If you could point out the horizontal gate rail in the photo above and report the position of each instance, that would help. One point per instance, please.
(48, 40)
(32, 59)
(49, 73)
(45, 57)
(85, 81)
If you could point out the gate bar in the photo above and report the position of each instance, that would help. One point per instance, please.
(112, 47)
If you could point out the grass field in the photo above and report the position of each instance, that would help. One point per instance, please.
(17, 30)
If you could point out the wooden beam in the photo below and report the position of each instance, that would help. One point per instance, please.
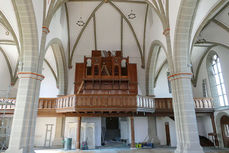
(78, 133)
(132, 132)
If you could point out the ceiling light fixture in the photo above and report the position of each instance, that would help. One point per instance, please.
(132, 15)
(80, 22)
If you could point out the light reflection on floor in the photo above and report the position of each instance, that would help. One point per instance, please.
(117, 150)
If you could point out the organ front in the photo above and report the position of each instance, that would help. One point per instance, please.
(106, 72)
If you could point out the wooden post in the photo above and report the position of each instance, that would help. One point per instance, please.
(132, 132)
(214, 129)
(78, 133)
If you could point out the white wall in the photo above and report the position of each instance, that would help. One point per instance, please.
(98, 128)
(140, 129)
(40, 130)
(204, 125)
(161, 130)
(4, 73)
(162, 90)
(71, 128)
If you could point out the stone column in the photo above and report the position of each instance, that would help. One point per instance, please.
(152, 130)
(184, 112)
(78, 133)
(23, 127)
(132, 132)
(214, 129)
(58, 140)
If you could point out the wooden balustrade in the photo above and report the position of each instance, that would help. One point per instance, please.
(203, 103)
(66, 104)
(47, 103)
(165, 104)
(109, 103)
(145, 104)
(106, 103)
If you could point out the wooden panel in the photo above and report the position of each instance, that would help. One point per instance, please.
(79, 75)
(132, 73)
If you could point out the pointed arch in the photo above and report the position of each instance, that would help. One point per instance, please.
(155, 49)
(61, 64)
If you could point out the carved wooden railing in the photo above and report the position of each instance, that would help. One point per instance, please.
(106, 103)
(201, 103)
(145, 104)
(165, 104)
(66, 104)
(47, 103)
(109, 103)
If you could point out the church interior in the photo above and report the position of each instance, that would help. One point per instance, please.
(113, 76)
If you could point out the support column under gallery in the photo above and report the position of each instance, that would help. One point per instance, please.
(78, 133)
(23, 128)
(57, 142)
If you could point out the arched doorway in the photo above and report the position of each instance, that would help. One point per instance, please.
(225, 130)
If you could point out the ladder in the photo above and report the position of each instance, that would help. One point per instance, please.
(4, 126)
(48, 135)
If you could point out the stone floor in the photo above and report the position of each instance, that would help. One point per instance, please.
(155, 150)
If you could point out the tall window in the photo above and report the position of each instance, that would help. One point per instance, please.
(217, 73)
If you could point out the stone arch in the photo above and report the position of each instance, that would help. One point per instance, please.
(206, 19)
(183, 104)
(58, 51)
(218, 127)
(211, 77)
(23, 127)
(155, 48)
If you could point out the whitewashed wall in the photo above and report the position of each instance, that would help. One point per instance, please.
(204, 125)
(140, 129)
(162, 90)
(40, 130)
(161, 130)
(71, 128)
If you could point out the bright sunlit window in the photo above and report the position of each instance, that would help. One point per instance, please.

-- -- --

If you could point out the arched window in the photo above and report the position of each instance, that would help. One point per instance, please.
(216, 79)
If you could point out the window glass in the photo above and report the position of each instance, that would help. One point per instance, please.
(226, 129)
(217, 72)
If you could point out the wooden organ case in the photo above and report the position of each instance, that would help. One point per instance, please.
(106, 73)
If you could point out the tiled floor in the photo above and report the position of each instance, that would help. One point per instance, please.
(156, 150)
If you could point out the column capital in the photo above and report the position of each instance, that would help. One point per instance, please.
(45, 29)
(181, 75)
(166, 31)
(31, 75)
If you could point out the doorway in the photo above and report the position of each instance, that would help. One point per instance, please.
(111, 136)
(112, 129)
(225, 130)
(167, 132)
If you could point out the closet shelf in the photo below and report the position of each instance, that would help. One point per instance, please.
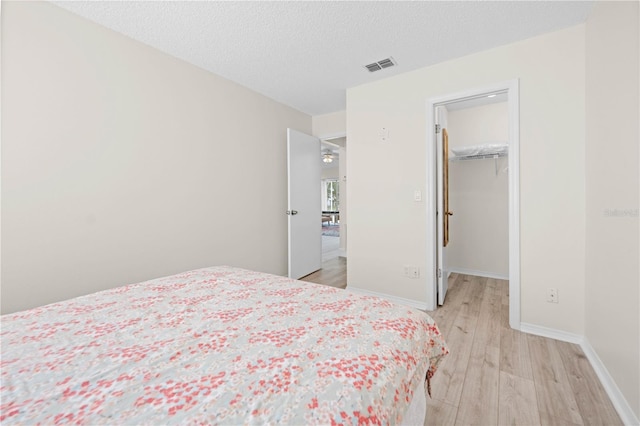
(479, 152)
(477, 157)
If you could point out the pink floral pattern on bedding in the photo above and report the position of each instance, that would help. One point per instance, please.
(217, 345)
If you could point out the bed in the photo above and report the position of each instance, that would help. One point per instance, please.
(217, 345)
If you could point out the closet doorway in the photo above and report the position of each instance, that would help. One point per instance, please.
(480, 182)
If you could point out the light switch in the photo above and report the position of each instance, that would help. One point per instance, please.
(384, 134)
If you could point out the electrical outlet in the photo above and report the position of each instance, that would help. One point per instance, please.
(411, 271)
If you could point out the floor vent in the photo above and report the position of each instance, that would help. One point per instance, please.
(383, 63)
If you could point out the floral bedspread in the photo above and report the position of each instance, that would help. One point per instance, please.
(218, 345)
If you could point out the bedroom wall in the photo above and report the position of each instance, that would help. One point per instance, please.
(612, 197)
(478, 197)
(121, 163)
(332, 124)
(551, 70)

-- -- --

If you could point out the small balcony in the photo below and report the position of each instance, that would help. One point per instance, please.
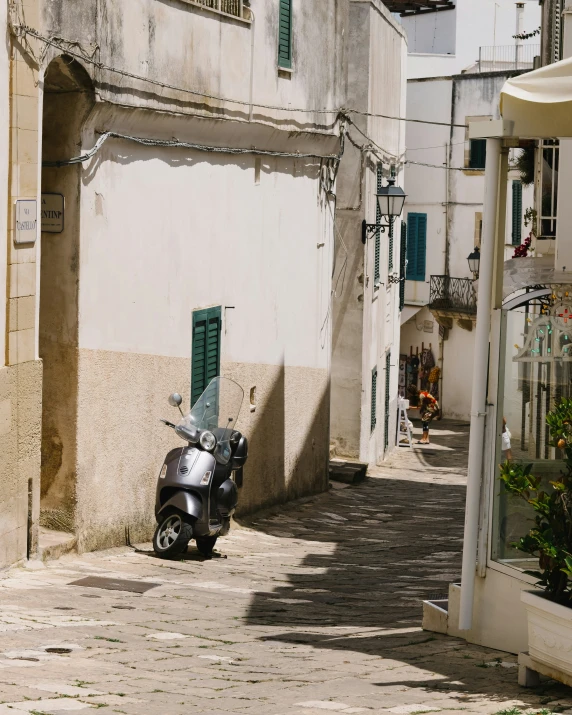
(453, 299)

-- -- --

**Exercise brief**
Show each line of the records above that contains the string "gate". Case counts.

**Answer to this problem**
If you could point out the horizontal gate rail in the photo above and report the position of each instance, that would help. One point per instance, please.
If you could point out the gate bar in the photo above and report the position of each instance, that would help. One point per instance, please.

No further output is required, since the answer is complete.